Short exercise =
Update the listing from the line with "of the blue" through the end, swapping "marker" for "pin" and changing nothing else. Leave the pictures out of your answer.

Recorded data =
(begin)

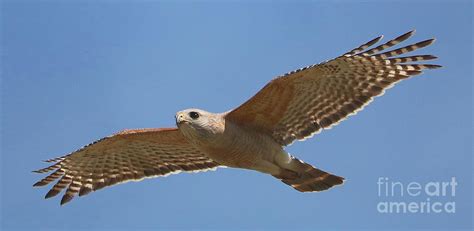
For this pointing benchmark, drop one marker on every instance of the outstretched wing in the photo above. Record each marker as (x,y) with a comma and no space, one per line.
(303,102)
(127,155)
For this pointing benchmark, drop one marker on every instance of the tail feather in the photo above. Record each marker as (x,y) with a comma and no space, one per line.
(310,179)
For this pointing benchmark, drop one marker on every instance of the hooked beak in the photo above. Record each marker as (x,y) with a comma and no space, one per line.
(179,119)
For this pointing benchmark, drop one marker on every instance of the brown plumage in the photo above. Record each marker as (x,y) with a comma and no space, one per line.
(291,107)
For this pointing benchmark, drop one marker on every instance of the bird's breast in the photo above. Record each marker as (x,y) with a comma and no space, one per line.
(240,147)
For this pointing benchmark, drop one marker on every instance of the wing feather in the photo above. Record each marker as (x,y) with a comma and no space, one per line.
(127,155)
(302,103)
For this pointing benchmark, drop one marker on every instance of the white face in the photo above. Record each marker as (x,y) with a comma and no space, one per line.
(199,124)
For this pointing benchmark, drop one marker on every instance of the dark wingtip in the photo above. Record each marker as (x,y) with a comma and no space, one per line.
(39,184)
(433,66)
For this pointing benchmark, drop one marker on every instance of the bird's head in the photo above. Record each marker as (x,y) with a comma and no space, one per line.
(196,123)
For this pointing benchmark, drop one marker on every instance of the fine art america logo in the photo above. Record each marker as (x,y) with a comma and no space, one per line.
(416,197)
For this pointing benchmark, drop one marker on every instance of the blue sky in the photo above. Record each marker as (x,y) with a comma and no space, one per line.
(75,71)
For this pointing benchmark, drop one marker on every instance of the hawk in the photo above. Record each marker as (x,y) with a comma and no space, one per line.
(291,107)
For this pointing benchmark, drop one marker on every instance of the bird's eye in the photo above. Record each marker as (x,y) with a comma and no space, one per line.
(194,115)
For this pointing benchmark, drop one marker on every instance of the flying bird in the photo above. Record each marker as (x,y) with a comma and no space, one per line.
(291,107)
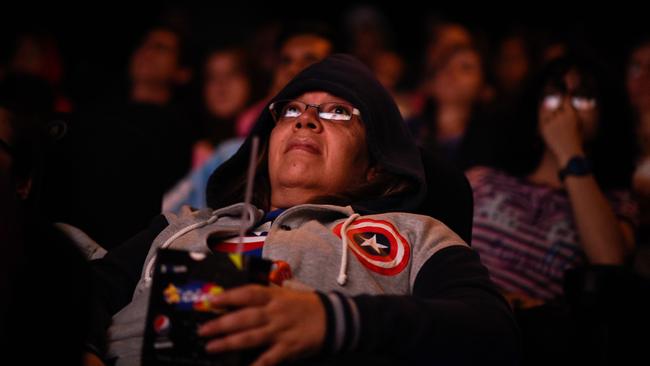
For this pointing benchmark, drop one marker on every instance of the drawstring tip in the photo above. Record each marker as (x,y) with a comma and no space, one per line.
(342,279)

(end)

Task response =
For this pointing benchmark, drop one pin on every instance of the blue sky in the photo above. Record each pin as (x,y) with a comma and no space, one per line.
(75,71)
For this pointing benchmark, drop one pin on every instance of the hawk in the photo above. Record each pin as (x,y) with a comma and no space, one per line.
(291,107)
For this pointing benchmark, drop one pin on every instance of the bird's eye in the photo above. Record each pin as (x,y) with a comma and no space, one per line.
(194,115)
For this pointing benchmark, drop one pin on every instance of the flying bird in the photo above. Record each pin as (x,y) with a comma and no space, one per line.
(291,107)
For this pointing benchmark, drop one pin on every instance of the drawstring tip in the photo above. Record each pin as (x,y) with a comma and no space, one per line.
(342,279)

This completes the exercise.